[Point-per-instance localization data]
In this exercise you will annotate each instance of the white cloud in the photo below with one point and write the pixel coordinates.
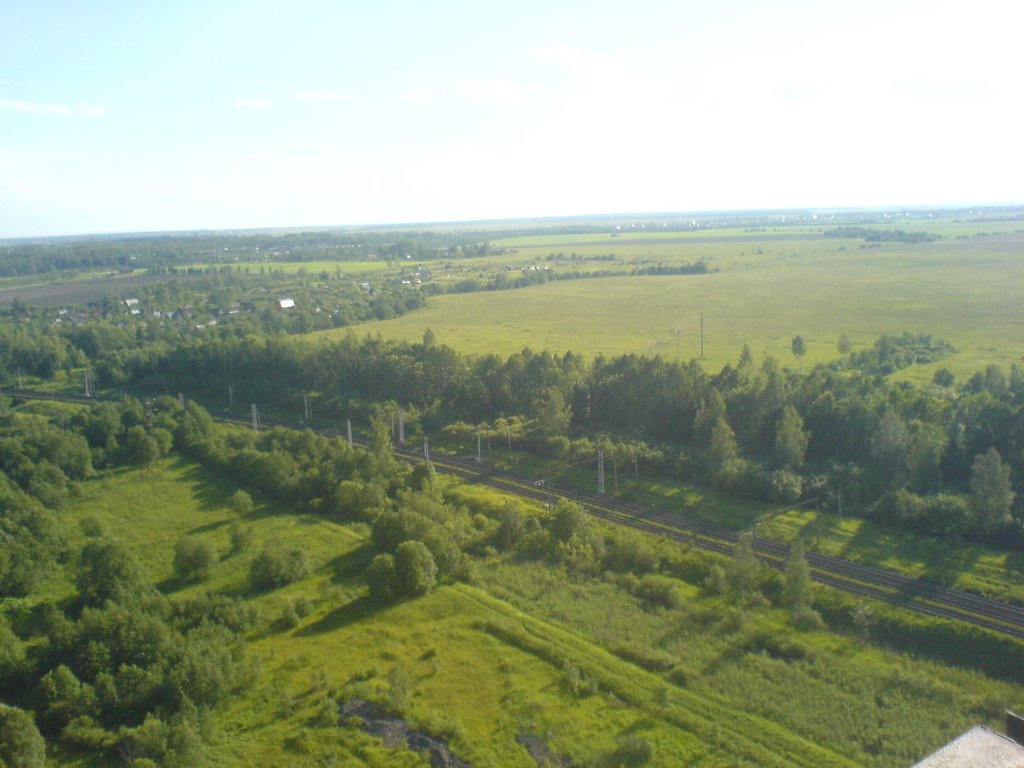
(91, 111)
(497, 92)
(418, 96)
(258, 102)
(61, 111)
(580, 62)
(327, 94)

- [WHAT YOU NEED TO DO]: Please repeat every record exactly as it stands, leaving out any pictures.

- [EXERCISE RESPONSE]:
In this exercise you will annotate each instance of the white cloud in the photo below with one point and write the pixel coordinates.
(91, 111)
(497, 92)
(418, 96)
(258, 102)
(61, 111)
(580, 62)
(327, 94)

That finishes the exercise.